# WHAT YOU HAVE TO DO
Read the data and repeat all of it exactly.

[Items from a dataset]
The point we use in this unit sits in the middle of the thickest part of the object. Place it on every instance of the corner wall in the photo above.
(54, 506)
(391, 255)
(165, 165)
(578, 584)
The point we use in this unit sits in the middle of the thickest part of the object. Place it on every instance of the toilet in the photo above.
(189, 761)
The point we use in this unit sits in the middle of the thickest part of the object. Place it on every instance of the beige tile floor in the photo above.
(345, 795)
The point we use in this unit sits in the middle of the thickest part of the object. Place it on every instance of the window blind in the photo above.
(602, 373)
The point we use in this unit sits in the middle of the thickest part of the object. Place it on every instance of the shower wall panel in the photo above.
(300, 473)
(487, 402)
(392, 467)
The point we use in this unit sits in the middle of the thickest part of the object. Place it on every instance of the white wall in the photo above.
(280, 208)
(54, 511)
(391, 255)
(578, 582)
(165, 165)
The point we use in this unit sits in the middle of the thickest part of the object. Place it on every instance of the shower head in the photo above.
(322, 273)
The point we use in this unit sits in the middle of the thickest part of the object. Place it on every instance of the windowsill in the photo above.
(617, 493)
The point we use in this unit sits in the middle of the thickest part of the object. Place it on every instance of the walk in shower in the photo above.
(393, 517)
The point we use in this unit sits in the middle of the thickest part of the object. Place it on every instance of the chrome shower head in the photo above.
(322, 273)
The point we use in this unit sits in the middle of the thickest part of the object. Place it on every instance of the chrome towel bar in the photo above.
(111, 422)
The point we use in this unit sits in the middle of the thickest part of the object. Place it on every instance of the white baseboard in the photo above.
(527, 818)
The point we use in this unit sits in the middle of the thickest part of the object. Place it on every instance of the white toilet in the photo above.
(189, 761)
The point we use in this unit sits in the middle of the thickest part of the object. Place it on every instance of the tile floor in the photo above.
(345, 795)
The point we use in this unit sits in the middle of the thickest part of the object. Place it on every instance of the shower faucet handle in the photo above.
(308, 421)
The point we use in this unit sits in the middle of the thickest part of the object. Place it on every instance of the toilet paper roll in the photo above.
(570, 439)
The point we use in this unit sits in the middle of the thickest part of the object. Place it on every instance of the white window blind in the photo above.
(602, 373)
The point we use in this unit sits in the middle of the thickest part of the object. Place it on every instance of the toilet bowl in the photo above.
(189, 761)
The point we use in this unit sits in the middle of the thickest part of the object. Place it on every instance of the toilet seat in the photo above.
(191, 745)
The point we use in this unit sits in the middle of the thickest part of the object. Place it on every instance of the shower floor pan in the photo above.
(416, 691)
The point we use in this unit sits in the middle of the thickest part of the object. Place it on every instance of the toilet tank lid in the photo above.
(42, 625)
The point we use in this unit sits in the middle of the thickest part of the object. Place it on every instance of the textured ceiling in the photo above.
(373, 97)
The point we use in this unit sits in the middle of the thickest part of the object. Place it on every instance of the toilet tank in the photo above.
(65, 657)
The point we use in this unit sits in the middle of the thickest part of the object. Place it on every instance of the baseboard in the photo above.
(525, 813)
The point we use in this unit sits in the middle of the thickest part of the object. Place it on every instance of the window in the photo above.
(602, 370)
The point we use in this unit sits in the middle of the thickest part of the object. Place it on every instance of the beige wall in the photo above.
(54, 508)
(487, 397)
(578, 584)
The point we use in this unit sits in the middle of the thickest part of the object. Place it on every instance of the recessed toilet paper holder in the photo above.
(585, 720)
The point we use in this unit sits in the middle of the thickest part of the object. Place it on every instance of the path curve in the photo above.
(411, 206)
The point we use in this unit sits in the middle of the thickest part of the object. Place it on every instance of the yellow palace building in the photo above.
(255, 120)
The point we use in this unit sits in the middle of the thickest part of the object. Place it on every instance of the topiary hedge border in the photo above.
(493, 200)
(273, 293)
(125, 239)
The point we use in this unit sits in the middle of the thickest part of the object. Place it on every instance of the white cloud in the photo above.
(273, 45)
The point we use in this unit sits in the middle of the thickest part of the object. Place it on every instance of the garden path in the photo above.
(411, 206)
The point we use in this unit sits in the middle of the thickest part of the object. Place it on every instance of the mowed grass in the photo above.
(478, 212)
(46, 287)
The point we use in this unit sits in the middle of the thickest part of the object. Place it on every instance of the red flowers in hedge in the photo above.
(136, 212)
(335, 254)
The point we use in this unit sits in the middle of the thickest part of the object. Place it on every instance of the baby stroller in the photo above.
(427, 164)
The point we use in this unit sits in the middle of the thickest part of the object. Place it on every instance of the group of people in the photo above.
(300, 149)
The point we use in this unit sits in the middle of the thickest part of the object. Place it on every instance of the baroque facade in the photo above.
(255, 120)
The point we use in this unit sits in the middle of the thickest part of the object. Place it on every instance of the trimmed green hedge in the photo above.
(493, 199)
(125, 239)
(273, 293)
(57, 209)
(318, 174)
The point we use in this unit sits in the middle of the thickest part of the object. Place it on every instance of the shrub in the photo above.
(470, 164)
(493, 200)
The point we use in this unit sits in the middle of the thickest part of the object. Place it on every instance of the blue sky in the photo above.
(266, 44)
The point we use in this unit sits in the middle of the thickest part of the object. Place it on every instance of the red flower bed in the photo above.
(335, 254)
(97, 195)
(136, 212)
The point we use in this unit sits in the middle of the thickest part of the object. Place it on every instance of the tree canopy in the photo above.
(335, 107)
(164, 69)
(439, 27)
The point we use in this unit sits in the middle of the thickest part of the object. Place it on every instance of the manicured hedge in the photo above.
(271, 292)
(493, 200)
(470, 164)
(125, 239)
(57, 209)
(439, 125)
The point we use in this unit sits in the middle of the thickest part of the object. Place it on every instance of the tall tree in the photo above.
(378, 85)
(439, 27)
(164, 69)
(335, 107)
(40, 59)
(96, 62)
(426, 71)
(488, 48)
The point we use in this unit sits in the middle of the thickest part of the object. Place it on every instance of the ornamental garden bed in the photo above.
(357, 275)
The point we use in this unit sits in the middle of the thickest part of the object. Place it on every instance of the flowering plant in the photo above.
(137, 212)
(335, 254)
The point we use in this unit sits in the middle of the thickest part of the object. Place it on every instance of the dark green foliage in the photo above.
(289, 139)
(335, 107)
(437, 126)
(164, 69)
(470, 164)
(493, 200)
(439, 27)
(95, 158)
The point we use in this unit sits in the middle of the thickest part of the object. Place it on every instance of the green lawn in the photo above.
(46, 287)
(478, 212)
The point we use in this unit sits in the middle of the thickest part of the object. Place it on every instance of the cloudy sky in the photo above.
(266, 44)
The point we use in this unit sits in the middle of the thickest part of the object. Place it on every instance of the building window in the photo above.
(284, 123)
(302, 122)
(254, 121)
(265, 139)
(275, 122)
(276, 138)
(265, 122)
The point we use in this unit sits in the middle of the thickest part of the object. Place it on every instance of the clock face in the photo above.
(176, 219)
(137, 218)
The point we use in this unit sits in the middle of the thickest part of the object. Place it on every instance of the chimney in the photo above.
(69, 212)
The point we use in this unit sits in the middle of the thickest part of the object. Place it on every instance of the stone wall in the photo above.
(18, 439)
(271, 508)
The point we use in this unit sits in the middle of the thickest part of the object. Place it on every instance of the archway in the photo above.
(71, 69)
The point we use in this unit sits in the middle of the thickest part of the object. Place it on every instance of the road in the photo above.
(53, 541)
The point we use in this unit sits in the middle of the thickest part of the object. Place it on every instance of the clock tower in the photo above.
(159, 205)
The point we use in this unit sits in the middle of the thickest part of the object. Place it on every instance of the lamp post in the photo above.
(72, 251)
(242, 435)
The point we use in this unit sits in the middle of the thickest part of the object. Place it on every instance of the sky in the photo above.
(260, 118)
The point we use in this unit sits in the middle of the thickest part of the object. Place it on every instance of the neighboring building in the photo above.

# REPLY TO THE TASK
The point we use in this unit sits in the middle of the thickest part of the object. Place it on every instance of the corner wall in the photo above.
(54, 506)
(391, 255)
(165, 165)
(578, 584)
The point we use in this unit sits in the middle of the thickest part of the object. Place it on every instance of the toilet in the photo above.
(189, 761)
The point we use in this unit sits in the middle of the thickest part of the object. Place it on every instance of the beige tile floor in the photo above.
(345, 795)
The point we use in this unit sits in the middle of the thickest part of the object. Place it on every instance of the window blind in the photo above.
(602, 373)
The point we use in this unit sits in the middle of the thickest part of the object. Place it on every instance of the shower wall panel in the photo above.
(300, 473)
(487, 402)
(392, 467)
The point we use in this unit sits in the middle of the thickest part of the object. Place it on every instance of the white wall in the photo above.
(280, 208)
(54, 511)
(391, 255)
(578, 582)
(165, 165)
The point we use in this unit sits in the middle of the thickest part of the object. Place it on every instance of the shower head in the photo above.
(322, 273)
The point we use in this unit sits in the middle of the thickest part of the object. Place it on every instance of the windowsill in the photo above.
(617, 493)
The point we use in this unit sits in the middle of the thickest part of the object. Place it on every instance of the walk in shower in the photo above.
(393, 517)
The point we use in this unit sits in the middle of the thickest part of the object. Place it on every instance of the chrome shower head in the photo above.
(322, 273)
The point we use in this unit sits in the middle of the thickest part of the object. Place it on every instance of the chrome towel bar in the photo above.
(111, 422)
The point we use in this unit sits in the middle of the thickest part of the object. Place it on every instance of the white baseboard in the photo above.
(527, 818)
The point we use in this unit sits in the middle of the thickest part of the object. Place it on every instance of the white toilet in the photo above.
(189, 761)
The point we use in this unit sits in the middle of the thickest part of the object. Place it on every instance of the tile floor in the photo above.
(345, 795)
The point we use in this unit sits in the middle of the thickest part of the object. Place it on every instance of the shower faucet handle in the photo above.
(308, 421)
The point we use in this unit sits in the middle of the thickest part of the object. Place it on every instance of the toilet paper roll in the photo above.
(570, 439)
The point we use in this unit sits in the middle of the thickest part of the object. Place it on every instance of the white window blind in the photo above.
(602, 373)
The point we use in this unit sits in the middle of the thickest part of the object. Place it on every instance of the toilet bowl in the photo above.
(189, 761)
The point we use in this unit sits in the middle of the thickest part of the object. Place it on every instance of the toilet seat in the photo above.
(191, 745)
The point we use in this unit sits in the middle of the thickest part of the object. Place it on every instance of the shower floor pan in the photo above.
(416, 691)
The point we use in this unit sits in the middle of the thickest part of the object. Place it on every instance of the toilet tank lid in the photo above.
(42, 625)
The point we use in this unit sits in the middle of the thickest part of the object. Place it on every instance of the textured ceiling in the photo above.
(373, 97)
The point we use in this unit sits in the middle of the thickest part of the object. Place it on every instance of the toilet tank in the photo above.
(65, 657)
The point we use in this unit sits in the middle of the thickest part of the object. Place it on every instance of the baseboard in the photo above.
(525, 813)
The point we use in this unit sits in the middle of the thickest part of the object. Place it on every instance of the window in the photo above.
(602, 370)
The point we use in this unit sits in the middle of the thickest part of the object. Place it on every instance of the beige wall in the photo above.
(54, 508)
(487, 397)
(578, 584)
The point we use in this unit sits in the middle of the thickest part of the object. Place it on every instance of the recessed toilet paper holder in the photo above.
(585, 720)
The point we use in this unit sits in the middle of the thickest part of the object. Place it on every instance of the path curve in the photo above.
(411, 206)
The point we use in this unit sits in the middle of the thickest part of the object. Place it on every instance of the yellow palace building in the photo above.
(255, 120)
The point we use in this unit sits in the middle of the thickest part of the object. Place it on every instance of the topiary hedge border in the photo above.
(493, 200)
(273, 293)
(125, 239)
The point we use in this unit sits in the middle of the thickest part of the object. Place it on every instance of the white cloud in the photo above.
(273, 45)
The point we use in this unit sits in the middle of the thickest part of the object. Place it on every instance of the garden path in the photo above.
(411, 206)
The point we use in this unit sits in the middle of the thickest part of the object. Place it on every instance of the mowed grass in the photo above.
(478, 212)
(46, 287)
The point we use in this unit sits in the middle of the thickest part of the object. Place it on every instance of the red flowers in hedge in the photo above.
(136, 212)
(335, 254)
The point we use in this unit sits in the middle of the thickest part of the object. Place it on every instance of the baby stroller in the photo above.
(427, 164)
The point we use in this unit sits in the middle of the thickest part of the object. Place it on every instance of the group of people in the photo above.
(300, 149)
The point we use in this unit sits in the middle of the thickest part of the object. Place it on every instance of the baroque facade in the photo above.
(255, 120)
The point we use in this unit sits in the middle of the thickest part of the object. Place it on every instance of the trimmed green hedge in the photo above.
(493, 199)
(125, 239)
(273, 293)
(57, 209)
(318, 174)
The point we use in this unit sits in the middle of the thickest part of the object. Place it on every instance of the shrub in the photo above.
(470, 164)
(493, 200)
The point we use in this unit sits in the middle of the thickest part of the object. Place it on every instance of the blue sky in the photo above.
(266, 44)
The point we use in this unit sits in the middle of the thickest part of the object. Place it on every instance of the red flower bed in the photo above.
(335, 254)
(97, 195)
(136, 212)
The point we use in this unit sits in the middle of the thickest part of the object. Place it on every instance of the tree canopy in the photo above.
(335, 107)
(164, 69)
(439, 27)
The point we use in this unit sits in the middle of the thickest part of the object. Place it on every instance of the manicured hedge in the photo above.
(271, 292)
(493, 200)
(470, 164)
(125, 239)
(57, 209)
(439, 125)
The point we use in this unit sits in the middle of the thickest part of the object. Place it on every instance of the tall tree in the photo above.
(378, 85)
(439, 27)
(164, 69)
(335, 107)
(40, 59)
(96, 62)
(426, 71)
(488, 48)
The point we use in this unit sits in the middle of the thickest part of the object. Place it on every instance of the ornamental garden bed in the photo above.
(357, 275)
The point we use in this unit sits in the middle of the thickest part of the object. Place it on every instance of the flowering plant in the photo above.
(137, 212)
(335, 254)
The point we use in this unit sits in the middle of the thickest part of the object. Place it on every instance of the dark green foliage in the photo above.
(289, 139)
(335, 107)
(437, 126)
(164, 69)
(470, 164)
(493, 200)
(439, 27)
(95, 158)
The point we use in this unit sits in the middle of the thickest part of the object. Place it on every instance of the green lawn in the photo above.
(46, 287)
(478, 212)
The point we use in this unit sits in the middle of the thickest part of the object. Place it on every instance of the cloudy sky in the photo above.
(266, 44)
The point we use in this unit sits in the middle of the thickest part of the object. Place it on every instance of the building window in the photo above.
(284, 123)
(302, 122)
(254, 121)
(265, 139)
(275, 122)
(276, 138)
(265, 122)
The point we use in this unit sits in the middle of the thickest part of the object. Place it on every instance of the clock face in the photo above.
(176, 219)
(137, 218)
The point we use in this unit sits in the middle of the thickest part of the object. Place it on every instance of the chimney in the photo above.
(69, 212)
The point we use in this unit sits in the middle of the thickest part of the object. Place it on every instance of the stone wall in the photo above.
(18, 439)
(271, 508)
The point we use in this unit sits in the middle of the thickest part of the object. Place it on every instance of the archway in the photo above.
(71, 69)
The point we use in this unit sits in the middle of the thickest part of the object. Place it on every instance of the road in the photo above.
(53, 541)
The point we use in this unit sits in the middle of the thickest part of the object. Place it on every instance of the clock tower in the photo above.
(159, 205)
The point we use in this unit sits in the middle of the thickest part of the object. Place it on every instance of the lamp post in the photo above.
(72, 251)
(242, 435)
The point we use in this unit sits in the middle of the thickest part of the object. Place it on every instance of the sky in the photo above.
(260, 118)
The point we use in this unit sits in the middle of the thickest part of the object. Place it on every instance of the neighboring building in the photo above.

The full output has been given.